■ **CHALLENGE 1**:
Answer these from the news item about the Batu Kawan Tamil school below:
(a) How many acres of land does the parents committee want to buy?
(b) Who received the memorandum on behalf of the Chief Minister's Office?
(c) In what year was the current two-acre site approved?

◆ ◆ ◆ ◆ ◆ ◆ ◆

Wednesday, July 10, 2013

Name a price, Tamil school tells CM

SRJK(T) Batu Kawan ad-hoc parents committee are keen to buy a three-acre land to add on to existing two-acre site for a new school and wants the Penang government to set a reasonable price.
GEORGE TOWN: A Batu Kawan Tamil school ad-hoc parents committee wants the Penang government to set a price for it to buy a three-acre land adjoining the currently under-construction new school building site.
The committee, namely SRJK(T) Batu Kawan People Action Team, offered to buy the land in a memorandum submitted to Chief Minister Lim Guan Eng in Komtar this morning.
A junior staff from the Chief Minister’s Office (CMO) information department, G Revatic, received the memorandum from the committee, led by chairman A Govindasamy Anna Thurai.
Several Batu Kawan schoolchildren’s parents and local residents accompanied Govindasamy, who formerly was a deputy chairman of the school Parents Teachers Association.
The committee decided to offer to buy the three-acre land to add on to the existing two-acre site on which the current school building is being built, after the state government rejected an earlier committee requested it for free.
The current two-acre site was approved in 2006 by the previous Barisan Nasional state government for a new school building.

◆ ◆ ◆ ◆ ◆ ◆ ◆

■ **CHALLENGE 2**:
Identify every line in the raw records below that contains the string "water", and copy each one. Case counts.

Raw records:
◆ ◆ ◆ ◆ ◆ ◆ ◆

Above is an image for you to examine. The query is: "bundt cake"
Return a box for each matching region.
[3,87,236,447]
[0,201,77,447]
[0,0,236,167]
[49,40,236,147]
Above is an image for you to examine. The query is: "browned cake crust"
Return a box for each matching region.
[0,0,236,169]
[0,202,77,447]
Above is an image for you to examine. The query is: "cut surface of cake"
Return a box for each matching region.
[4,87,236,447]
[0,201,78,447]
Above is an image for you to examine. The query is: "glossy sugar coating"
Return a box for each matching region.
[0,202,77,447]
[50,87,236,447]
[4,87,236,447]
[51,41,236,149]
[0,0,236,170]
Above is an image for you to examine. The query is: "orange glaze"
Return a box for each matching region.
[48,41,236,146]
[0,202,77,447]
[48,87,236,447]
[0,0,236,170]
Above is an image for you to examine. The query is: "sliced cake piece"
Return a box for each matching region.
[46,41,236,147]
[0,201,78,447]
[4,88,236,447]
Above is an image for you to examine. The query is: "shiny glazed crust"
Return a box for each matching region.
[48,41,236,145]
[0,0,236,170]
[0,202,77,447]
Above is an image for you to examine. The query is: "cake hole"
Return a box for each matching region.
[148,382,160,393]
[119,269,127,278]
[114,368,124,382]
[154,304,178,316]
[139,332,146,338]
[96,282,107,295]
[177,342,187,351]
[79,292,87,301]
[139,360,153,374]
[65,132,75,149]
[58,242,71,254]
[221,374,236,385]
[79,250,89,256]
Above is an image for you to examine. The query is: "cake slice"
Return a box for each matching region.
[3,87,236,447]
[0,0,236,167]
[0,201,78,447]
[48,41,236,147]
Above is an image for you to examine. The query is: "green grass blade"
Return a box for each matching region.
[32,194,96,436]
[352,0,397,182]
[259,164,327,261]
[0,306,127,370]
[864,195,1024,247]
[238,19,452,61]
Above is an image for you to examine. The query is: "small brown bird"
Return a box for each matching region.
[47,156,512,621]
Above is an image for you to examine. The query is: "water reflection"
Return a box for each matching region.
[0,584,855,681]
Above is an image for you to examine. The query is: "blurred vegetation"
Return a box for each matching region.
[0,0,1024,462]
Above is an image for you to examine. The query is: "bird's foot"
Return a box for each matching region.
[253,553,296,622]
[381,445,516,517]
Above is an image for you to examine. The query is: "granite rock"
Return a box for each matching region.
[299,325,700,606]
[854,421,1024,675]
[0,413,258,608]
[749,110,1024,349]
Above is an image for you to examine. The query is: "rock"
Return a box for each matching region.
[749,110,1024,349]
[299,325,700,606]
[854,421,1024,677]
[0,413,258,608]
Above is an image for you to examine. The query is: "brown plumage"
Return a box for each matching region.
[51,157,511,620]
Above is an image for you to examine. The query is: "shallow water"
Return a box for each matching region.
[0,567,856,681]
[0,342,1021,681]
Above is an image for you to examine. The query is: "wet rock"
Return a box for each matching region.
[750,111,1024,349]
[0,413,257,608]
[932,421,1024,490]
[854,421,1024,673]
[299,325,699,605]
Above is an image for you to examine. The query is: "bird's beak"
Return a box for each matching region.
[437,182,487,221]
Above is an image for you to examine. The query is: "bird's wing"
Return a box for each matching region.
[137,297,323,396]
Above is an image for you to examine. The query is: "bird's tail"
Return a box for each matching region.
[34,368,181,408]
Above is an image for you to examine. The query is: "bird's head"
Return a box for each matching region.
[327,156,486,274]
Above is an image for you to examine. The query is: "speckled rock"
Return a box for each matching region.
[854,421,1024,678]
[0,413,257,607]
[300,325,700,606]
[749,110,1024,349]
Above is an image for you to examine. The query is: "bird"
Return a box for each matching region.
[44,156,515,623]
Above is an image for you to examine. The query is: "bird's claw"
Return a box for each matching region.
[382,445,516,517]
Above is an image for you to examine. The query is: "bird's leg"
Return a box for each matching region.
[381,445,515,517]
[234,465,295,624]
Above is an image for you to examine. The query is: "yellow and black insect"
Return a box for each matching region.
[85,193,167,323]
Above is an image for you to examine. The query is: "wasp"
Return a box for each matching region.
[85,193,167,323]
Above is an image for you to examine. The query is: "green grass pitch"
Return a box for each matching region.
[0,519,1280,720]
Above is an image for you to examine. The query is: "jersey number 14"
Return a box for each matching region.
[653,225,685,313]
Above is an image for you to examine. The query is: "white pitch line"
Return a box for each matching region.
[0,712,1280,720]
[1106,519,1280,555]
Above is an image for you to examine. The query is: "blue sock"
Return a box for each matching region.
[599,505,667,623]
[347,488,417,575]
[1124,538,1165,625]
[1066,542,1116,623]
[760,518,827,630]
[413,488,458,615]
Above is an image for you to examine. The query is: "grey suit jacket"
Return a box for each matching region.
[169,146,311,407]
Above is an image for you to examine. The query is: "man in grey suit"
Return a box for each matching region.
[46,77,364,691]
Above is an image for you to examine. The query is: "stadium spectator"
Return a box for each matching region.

◆ ◆ ◆ ◆ ◆ ◆ ◆

■ **TASK RESPONSE 1**:
(a) Three acres.
(b) G Revatic, a junior staff member from the Chief Minister's Office information department.
(c) 2006.

■ **TASK RESPONSE 2**:
Above is an image for you to examine. The query is: "water reflection"
Above is an image for you to examine. The query is: "shallow water"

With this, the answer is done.